__Work to complete__
Filter the material below down to the lines containing the word "cooking".

__Provided records__
..........

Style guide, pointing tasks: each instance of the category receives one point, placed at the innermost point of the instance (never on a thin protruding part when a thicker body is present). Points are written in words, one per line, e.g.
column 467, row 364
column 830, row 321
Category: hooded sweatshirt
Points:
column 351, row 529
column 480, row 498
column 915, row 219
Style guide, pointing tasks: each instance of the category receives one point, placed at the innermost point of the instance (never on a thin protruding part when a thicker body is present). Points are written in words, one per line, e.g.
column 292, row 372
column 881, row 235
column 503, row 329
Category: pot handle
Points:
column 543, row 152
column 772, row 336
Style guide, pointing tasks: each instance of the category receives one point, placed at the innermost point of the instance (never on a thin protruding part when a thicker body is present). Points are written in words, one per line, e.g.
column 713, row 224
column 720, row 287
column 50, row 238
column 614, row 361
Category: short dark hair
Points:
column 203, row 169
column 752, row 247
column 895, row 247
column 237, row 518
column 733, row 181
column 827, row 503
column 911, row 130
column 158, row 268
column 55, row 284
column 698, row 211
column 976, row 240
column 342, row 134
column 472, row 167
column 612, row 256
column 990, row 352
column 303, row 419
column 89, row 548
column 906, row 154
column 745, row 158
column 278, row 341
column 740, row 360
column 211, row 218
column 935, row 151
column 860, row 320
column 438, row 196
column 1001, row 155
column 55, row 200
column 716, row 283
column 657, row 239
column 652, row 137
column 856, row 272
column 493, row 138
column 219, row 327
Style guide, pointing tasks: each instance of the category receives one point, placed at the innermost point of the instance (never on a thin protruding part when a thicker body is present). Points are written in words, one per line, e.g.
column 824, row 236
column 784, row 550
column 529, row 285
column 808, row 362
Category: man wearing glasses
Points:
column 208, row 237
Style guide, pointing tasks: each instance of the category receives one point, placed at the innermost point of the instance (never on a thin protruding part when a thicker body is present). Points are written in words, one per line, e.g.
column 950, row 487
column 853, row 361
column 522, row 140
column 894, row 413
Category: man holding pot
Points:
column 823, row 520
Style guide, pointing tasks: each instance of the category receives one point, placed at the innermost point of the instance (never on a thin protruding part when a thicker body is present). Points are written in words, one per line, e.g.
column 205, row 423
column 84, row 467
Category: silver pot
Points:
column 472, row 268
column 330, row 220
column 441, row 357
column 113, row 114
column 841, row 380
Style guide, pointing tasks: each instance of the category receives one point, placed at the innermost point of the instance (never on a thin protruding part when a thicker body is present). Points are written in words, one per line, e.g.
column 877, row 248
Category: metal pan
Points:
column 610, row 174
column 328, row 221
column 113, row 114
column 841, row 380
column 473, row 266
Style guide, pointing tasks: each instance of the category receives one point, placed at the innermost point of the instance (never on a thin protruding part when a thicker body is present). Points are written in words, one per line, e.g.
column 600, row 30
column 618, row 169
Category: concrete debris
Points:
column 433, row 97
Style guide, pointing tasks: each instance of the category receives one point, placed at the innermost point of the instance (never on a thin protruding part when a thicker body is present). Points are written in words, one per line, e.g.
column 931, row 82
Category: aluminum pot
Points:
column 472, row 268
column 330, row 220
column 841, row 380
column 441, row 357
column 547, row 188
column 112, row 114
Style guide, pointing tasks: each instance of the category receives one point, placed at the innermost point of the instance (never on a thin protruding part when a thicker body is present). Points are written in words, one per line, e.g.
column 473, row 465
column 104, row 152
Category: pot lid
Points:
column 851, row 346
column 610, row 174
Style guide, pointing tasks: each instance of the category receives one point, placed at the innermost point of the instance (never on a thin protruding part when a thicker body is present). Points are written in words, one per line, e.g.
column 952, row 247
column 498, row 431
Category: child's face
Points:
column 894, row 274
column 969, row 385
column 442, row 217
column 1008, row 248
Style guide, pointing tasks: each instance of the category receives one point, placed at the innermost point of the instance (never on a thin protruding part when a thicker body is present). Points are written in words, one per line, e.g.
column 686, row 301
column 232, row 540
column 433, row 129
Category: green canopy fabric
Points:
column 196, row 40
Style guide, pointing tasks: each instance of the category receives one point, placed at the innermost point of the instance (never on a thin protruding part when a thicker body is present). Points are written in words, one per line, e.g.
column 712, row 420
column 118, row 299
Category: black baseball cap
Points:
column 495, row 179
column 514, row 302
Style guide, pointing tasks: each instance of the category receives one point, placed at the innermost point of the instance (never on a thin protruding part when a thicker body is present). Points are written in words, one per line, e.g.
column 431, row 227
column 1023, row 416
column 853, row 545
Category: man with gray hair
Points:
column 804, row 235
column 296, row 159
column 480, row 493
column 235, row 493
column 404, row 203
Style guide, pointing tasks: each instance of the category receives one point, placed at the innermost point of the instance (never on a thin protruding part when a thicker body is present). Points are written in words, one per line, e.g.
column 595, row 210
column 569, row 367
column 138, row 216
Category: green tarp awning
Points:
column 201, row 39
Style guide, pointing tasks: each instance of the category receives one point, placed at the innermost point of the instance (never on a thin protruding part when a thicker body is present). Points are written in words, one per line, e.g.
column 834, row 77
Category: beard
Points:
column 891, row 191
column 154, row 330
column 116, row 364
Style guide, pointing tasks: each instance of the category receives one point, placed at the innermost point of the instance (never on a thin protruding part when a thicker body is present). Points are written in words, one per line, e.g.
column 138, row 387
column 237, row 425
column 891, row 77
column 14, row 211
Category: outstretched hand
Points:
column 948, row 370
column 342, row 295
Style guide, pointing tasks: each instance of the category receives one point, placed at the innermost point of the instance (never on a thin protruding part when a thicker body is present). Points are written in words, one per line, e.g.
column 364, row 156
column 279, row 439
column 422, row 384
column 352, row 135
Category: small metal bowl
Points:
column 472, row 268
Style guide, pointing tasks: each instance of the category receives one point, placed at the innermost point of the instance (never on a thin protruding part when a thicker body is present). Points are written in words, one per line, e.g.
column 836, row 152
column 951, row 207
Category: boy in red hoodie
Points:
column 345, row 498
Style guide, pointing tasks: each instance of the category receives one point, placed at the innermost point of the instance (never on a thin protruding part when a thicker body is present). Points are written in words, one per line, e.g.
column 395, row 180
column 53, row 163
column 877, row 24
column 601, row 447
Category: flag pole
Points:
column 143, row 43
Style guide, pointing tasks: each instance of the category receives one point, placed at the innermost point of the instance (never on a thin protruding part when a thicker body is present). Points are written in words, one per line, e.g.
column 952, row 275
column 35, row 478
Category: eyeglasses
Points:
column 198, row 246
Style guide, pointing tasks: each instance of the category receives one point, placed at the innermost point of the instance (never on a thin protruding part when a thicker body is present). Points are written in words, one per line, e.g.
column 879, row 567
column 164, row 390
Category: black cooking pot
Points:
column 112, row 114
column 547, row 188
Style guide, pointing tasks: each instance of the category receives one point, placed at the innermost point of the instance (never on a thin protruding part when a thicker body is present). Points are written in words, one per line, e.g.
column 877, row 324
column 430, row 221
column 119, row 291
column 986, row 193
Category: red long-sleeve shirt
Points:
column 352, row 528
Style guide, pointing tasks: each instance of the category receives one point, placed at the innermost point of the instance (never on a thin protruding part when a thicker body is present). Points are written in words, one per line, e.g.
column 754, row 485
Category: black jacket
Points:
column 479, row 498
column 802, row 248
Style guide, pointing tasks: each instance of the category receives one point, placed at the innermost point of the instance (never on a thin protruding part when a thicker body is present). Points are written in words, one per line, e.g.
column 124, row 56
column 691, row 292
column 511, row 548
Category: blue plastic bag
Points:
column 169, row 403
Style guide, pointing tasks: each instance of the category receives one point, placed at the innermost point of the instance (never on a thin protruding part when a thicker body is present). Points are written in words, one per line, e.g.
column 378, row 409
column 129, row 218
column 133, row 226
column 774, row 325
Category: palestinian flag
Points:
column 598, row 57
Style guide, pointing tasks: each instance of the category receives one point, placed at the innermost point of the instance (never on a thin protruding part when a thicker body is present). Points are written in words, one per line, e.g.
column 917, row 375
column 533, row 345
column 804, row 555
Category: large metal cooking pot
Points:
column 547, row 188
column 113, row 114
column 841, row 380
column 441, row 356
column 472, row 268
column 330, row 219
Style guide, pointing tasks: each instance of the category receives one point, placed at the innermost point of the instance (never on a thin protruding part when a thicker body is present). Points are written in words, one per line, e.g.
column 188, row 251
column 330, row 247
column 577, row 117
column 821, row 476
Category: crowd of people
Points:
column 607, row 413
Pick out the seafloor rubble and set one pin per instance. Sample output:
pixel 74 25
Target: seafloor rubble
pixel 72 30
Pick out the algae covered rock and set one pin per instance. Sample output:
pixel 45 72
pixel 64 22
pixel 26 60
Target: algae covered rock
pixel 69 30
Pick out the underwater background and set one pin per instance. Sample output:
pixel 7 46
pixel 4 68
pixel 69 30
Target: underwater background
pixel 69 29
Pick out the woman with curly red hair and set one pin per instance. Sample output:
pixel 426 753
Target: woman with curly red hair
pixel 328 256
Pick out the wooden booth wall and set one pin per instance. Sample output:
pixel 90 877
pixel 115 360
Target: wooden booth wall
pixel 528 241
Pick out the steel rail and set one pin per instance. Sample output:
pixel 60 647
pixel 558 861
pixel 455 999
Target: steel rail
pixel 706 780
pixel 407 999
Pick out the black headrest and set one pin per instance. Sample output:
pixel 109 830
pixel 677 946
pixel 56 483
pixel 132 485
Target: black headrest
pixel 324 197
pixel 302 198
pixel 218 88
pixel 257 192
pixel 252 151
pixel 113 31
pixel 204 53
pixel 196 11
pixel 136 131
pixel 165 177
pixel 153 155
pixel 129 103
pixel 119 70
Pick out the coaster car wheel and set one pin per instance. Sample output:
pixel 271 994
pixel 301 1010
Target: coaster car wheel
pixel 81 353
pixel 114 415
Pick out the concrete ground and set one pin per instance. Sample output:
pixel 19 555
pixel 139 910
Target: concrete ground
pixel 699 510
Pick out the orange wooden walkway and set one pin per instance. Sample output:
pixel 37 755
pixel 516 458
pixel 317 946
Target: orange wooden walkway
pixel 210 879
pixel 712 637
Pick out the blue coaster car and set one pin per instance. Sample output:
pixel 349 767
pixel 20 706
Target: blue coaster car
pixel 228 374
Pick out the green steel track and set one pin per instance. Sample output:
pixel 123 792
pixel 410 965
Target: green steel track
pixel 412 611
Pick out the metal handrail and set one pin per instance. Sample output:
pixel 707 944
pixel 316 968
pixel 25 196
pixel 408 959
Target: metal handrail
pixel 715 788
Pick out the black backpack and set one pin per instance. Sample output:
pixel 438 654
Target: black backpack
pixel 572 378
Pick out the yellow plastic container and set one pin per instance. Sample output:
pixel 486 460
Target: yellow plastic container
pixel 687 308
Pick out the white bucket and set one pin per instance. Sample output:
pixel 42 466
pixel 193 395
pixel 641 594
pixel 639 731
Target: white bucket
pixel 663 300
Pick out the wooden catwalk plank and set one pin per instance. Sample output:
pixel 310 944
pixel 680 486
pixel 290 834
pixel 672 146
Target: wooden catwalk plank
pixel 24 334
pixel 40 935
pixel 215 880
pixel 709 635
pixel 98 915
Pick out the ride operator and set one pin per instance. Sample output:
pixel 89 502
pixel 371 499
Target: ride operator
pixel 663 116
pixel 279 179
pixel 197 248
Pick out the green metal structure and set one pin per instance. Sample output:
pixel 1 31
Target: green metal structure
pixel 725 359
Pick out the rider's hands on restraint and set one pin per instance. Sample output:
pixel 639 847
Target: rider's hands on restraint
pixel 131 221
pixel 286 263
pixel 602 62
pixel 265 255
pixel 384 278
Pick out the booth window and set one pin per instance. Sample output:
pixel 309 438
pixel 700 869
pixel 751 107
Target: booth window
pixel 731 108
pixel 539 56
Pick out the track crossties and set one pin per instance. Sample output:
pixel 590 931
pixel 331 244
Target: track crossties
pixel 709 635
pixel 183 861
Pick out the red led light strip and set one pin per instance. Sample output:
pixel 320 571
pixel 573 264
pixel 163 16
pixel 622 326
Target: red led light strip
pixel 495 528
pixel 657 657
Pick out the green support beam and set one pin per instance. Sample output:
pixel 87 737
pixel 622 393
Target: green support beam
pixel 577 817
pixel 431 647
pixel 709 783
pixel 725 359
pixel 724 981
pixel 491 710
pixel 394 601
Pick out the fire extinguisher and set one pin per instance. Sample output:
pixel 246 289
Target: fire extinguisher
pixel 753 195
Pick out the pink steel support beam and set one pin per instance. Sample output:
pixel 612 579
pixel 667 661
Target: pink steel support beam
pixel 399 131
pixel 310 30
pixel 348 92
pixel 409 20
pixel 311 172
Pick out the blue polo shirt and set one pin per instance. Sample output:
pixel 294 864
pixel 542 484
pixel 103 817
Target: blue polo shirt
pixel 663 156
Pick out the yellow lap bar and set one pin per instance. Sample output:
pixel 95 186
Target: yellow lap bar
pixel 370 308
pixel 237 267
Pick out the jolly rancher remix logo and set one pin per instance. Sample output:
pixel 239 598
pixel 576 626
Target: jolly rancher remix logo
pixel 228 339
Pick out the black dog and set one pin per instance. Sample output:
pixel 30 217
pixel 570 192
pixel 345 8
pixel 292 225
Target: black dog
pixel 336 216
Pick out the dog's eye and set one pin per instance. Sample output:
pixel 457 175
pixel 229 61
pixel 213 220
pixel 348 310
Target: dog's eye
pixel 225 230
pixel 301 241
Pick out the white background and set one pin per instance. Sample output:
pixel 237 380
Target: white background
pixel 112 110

..........

__Answer box__
Category: black cooking pot
Category: large metal cooking pot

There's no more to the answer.